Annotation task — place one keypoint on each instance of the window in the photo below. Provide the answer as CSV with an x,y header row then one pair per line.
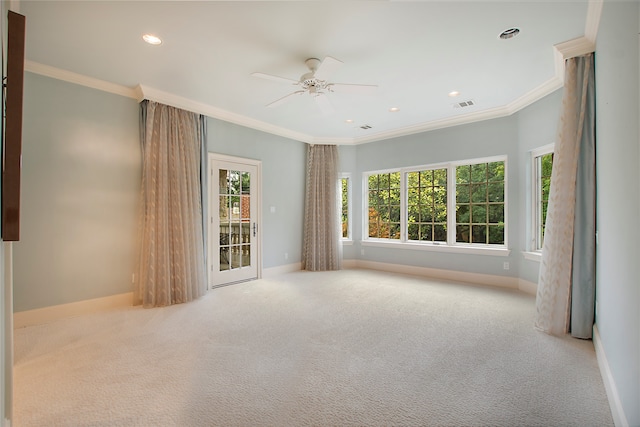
x,y
384,205
345,213
427,205
541,169
454,204
480,203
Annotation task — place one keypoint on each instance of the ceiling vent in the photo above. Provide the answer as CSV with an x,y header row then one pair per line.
x,y
464,104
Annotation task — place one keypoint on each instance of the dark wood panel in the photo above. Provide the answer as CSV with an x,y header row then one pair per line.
x,y
13,128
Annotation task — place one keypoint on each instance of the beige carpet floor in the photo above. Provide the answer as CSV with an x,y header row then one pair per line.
x,y
348,348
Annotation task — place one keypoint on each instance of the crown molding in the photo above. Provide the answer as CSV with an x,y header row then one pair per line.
x,y
79,79
157,95
594,12
561,52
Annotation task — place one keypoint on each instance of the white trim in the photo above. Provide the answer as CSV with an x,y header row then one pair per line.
x,y
79,79
562,51
44,315
157,95
434,273
528,287
532,256
281,269
594,12
617,412
435,247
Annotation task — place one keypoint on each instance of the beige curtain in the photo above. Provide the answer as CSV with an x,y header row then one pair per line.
x,y
567,269
322,248
171,264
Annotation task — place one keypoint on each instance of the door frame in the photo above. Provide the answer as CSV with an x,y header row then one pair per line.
x,y
211,238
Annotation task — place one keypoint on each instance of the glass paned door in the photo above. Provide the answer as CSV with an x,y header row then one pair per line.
x,y
234,226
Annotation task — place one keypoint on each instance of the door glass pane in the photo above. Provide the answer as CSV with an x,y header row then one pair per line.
x,y
246,183
224,258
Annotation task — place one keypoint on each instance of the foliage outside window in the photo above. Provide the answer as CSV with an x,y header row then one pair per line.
x,y
452,204
427,205
542,166
384,206
344,213
480,203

*The request:*
Can you turn every entry above into a two-column CSV with the columns text and answer, one row per entry? Put each entry's text and its answer in their own quoted fields, replace line breaks with spaces, and leave the pictures out.

*Worked solution:*
text,answer
"Annotation task — place one keypoint on each instance of the window in the photo below. Provide the answer as CSV with an x,y header row then one pair per line.","x,y 384,205 345,213 427,205 541,169 454,204 480,203"
"Annotation task — place one keypoint on each instance of the ceiling vent in the photo above. Provide the answer as CSV with an x,y header row then one pair per line.","x,y 464,104"
"Annotation task — place one keypoint on each instance of the dark wood panel in the photo above. Provide the answer as CSV with an x,y header row then one pair per line.","x,y 13,128"
"Annotation task — place one keypoint on each instance of the beige carpet floor in the photo above. Provide the answer as CSV with an x,y header row then one pair per line.","x,y 348,348"
"Annotation task — place one keypoint on each instance of the crown molding in the photo above. Provide the answer as CSV with an x,y header row then one pair per line.","x,y 79,79 157,95 594,12 561,52"
"Annotation task — place one keypoint on each instance of the white trim in the photo above. Provide the answer as CSV with an x,y header row then one pair per line.","x,y 79,79 562,51 44,315 157,95 434,273 528,287 532,256 281,269 594,12 617,412 435,247"
"Annotation task — place one keypoint on each instance of the beige curtain in the photo above. Provide the answer as CSV with an x,y header row then one pair per line.","x,y 567,269 322,248 171,264"
"Annotation task — place one keypoint on each instance of the door frame in the photo above. Provide the answer as CSV with an x,y header row then one pair per line.","x,y 211,238"
"Annotation task — place one keypoint on each instance of the glass paned door in the photo above. Provide the answer as CSV with an x,y header row then one pair per line.","x,y 234,226"
"Annotation task — place one keypoint on each instance of the door glass pane in the photo above. Provide the answer as CSV with an x,y header row then one pair per line.","x,y 246,183 224,258"
"Annotation task — place one keypoint on each instance of the foliage outside window in the photo above. Provide the answer as CSV with an x,y header row then one pair per line.","x,y 452,204 427,205 542,166 384,206 344,213 480,203"